>>>

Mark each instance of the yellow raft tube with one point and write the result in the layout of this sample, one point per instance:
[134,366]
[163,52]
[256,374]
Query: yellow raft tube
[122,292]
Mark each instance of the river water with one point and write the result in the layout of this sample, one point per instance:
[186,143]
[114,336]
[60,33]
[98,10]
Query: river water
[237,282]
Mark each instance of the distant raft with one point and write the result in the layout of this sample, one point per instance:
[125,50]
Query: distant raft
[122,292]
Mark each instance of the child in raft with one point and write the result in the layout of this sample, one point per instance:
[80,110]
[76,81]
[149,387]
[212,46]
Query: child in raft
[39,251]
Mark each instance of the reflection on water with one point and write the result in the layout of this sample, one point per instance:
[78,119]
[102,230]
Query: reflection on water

<<<

- Task objective -
Transcribe the entire listing above exactly as written.

- Answer to the exercise -
Mark each instance of the yellow raft tube with one point and write the result in the layout of this sample, one point per instance:
[134,366]
[163,52]
[256,374]
Query: yellow raft tube
[122,292]
Mark each instance of the river water with one point and write the result in the layout of this sample, one point per instance:
[186,143]
[114,336]
[60,33]
[98,10]
Query: river water
[237,282]
Mark each instance of the distant raft with one point and write the result in the layout of this sample, one point per instance:
[125,50]
Query: distant raft
[122,292]
Mark each instance of the child in raft with one point and write the result in the layout of this sample, one point per instance:
[80,110]
[76,81]
[149,387]
[212,46]
Query: child in raft
[39,251]
Mark each instance of the reflection on water with one point and write the result in the layout of this sample, one point per instance:
[78,119]
[102,230]
Query: reflection on water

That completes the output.